Consignes
A – Recopiez mot pour mot le passage du texte source qui commence par "Cette logique déductive" et se termine par "bar en Floride.".
B – D'après le texte source, quelle somme Ziad avait-il demandé à emprunter à sa famille avant l'attaque ?

Texte source
Les concepteurs des théories de la conspiration tirent leurs conclusions de la façon suivante: Ben Laden en particulier et le fondamentalisme islamique en général ont été impliqués ou ont soutenu les incidents terroristes dans le passé. Les deux sont des ennemis déclarés des États-Unis et de l'Occident et ont publiés des édits appelant à la «guerre sainte» contre Washington. Ben Laden et ses disciples dirigent un réseau clandestin international (Al-Qaeda). En conséquence, et en accord avec les auteurs des théories de la conspiration, cette caractérisation générale mène à la conclusion que le réseau international de Ben Laden est responsable des attaques contre New York et Washington.
Cette logique déductive serait impeccable si elle ne manquait pas de preuves pour la fonder. Aucun des suspects identifiés ont les caractéristiques qu'on attribue aux disciples les plus fidèles de Ben Laden, les talibans ou tout autre groupe fondamentaliste islamique.
Les principaux suspects ne suivaient en rien les préceptes de base du code de conduite islamique, sans parler des pratiques austères de Ben Laden et des Talibans. Selon la BBC (22 septembre 2001), un des principaux suspects, Ziad Jarrahi, «aimait boire de temps à aute, se divertir; il était sociable et n'exprimait aucun sentiment anti-américain.» La famille de Zia a un vidéo qui montre Ziad à un mariage d'un de ses proches en janvier 2001, dansant, récemment rasé. D'autres informations récentes sur les terroristes suspectés les décrivent buvant dans un bar en Floride.
Aussi selon la BBC, «les 19 suspects identifiés par la BBC, provenaient d'un même milieu au Moyen-Orient... Ils étaient membres d'une petite classe moyenne capable de se payer des études de qualité dans des pays comme l'Allemagne et les États-Unis.» Ziad avait demandé un prêt de 2 000 $ à sa famille avant l'attaque pour se payer un voyage. Apparemment, l'appui familial semble être plus important qu'un quelconque financement d'un réseau international dirigé par Ben Laden.
Tous ces faits contredisent ce qui est affirmé par les théories de la conspiration dans tous ses points fondamentaux. En premier lieu, les supsects ne sont pas des musulmans pratiquants, et encore moins des fondamentalistes. Ils boivent, dansent, sortent avec les filles... Ils se comportent en réalité comme toute personne de classe moyenne laïque et contrairement aux disciplines terroristes de Ben Laden et d'autres groupes islamiques ou qui reçoivent l'appui des Talibans, ils ne sont ni pauvres, ni semi-éduqués; ce ne sont pas des personnes qui ont grandi dans des quartiers populaires ou qui ont été endoctrinées par des maîtres religieux. Troisièmement, les suspects partagent une expérience de formation commune dans la même zone géogrpahique: sept des suspects ont été étudiés à Hambourg, et pour une grande partie d'entre eux dans des disciplines techniques. Ils n'ont pas été recrutés dans des camps de réfugiés et n'ont pas été endoctrinés dans des écoles religieuses par des maîtres religieux fondamentalistes.
Une étude approfondie du profil des principaux suspects ne concordent pas avec les spéculations des théoriciens de la conspiration pour justifier leur guerre contre le «fondamentalisme islamique», Ben Laden, al-Qaeda, ou le régime taliban en Afghanistan.

Entrées enregistrées
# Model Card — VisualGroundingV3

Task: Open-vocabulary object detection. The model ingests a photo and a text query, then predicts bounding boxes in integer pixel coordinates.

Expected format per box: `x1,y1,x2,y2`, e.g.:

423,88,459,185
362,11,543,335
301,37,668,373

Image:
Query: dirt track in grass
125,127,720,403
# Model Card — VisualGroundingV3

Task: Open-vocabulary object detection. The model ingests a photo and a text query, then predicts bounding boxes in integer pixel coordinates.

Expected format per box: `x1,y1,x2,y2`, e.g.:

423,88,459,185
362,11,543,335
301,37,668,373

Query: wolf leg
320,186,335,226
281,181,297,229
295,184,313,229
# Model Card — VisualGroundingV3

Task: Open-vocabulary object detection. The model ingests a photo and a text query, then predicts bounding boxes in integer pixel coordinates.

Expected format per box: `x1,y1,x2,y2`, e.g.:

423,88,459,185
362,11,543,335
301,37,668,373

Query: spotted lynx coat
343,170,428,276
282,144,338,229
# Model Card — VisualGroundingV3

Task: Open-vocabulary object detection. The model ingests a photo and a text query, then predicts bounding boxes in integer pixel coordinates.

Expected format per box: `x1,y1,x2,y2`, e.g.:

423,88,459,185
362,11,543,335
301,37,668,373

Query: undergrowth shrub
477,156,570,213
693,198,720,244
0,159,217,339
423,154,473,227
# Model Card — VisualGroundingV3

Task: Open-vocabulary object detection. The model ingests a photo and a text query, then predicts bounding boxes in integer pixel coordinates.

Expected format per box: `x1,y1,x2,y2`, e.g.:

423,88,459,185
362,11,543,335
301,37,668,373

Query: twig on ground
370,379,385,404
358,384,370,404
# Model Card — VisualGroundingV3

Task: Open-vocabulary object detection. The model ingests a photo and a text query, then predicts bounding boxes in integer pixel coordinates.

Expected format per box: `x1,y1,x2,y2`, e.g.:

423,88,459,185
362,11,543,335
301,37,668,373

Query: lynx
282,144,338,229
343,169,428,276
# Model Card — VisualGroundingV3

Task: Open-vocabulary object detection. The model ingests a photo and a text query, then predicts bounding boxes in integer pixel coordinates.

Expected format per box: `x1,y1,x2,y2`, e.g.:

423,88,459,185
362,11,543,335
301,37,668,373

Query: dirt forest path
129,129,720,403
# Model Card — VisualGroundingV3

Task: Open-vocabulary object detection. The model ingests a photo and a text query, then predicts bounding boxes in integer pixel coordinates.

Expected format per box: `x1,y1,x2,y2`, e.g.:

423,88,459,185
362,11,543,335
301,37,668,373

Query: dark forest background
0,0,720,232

* * *

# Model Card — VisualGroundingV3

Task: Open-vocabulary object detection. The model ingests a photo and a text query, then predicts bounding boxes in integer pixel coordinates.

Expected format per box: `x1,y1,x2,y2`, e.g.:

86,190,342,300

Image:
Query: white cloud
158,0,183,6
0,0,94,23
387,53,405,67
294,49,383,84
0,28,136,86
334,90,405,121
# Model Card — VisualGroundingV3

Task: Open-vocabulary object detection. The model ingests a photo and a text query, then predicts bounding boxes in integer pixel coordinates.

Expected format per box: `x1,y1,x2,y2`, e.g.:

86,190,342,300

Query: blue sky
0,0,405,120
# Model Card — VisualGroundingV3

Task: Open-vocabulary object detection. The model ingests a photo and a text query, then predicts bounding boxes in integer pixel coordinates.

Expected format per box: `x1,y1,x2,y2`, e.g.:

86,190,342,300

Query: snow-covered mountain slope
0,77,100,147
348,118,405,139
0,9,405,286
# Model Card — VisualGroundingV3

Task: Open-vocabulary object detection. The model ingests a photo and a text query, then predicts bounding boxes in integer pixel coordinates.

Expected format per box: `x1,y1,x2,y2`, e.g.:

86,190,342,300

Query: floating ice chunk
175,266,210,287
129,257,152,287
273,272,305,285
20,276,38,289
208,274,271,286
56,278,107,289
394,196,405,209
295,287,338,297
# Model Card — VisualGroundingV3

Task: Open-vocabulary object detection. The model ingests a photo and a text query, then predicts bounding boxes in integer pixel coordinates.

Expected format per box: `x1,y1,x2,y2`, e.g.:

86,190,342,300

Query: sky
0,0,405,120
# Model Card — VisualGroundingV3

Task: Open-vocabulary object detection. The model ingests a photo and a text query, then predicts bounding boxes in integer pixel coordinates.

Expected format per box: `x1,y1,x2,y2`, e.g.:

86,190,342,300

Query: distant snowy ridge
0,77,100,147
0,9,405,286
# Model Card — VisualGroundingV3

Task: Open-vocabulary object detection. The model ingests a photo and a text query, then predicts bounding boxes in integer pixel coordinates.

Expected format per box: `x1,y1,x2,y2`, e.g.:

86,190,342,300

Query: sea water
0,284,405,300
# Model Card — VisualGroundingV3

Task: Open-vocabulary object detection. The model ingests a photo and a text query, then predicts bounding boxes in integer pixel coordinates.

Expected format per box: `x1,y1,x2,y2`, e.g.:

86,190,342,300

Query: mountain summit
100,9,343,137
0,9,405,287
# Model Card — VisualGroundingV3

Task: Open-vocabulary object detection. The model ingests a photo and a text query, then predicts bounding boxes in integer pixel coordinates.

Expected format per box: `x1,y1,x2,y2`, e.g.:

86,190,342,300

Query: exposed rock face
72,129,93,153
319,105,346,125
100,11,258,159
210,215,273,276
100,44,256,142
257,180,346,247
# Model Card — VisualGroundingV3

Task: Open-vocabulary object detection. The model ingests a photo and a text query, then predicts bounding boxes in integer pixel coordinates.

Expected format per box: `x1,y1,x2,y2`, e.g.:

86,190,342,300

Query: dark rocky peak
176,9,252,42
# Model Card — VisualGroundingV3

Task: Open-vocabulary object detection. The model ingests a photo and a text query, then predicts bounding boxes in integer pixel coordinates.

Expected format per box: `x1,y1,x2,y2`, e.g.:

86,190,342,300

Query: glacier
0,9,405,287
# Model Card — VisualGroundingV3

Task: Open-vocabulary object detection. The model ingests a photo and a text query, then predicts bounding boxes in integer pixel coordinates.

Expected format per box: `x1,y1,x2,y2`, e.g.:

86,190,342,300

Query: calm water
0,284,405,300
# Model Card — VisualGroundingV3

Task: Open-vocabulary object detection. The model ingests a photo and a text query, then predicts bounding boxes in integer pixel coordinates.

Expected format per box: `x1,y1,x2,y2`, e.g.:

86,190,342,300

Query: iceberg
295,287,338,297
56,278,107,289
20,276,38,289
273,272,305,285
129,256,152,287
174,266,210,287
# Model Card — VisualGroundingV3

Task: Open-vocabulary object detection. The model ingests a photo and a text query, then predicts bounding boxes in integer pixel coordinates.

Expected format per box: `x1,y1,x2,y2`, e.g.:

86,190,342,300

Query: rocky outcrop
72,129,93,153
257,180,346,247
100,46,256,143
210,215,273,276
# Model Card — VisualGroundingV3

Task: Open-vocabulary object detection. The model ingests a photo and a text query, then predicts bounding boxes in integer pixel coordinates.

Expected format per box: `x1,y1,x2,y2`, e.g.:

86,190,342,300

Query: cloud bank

Réponses
A –
Cette logique déductive serait impeccable si elle ne manquait pas de preuves pour la fonder. Aucun des suspects identifiés ont les caractéristiques qu'on attribue aux disciples les plus fidèles de Ben Laden, les talibans ou tout autre groupe fondamentaliste islamique.
Les principaux suspects ne suivaient en rien les préceptes de base du code de conduite islamique, sans parler des pratiques austères de Ben Laden et des Talibans. Selon la BBC (22 septembre 2001), un des principaux suspects, Ziad Jarrahi, «aimait boire de temps à aute, se divertir; il était sociable et n'exprimait aucun sentiment anti-américain.» La famille de Zia a un vidéo qui montre Ziad à un mariage d'un de ses proches en janvier 2001, dansant, récemment rasé. D'autres informations récentes sur les terroristes suspectés les décrivent buvant dans un bar en Floride.

B – Il lui avait demandé un prêt de 2 000 $.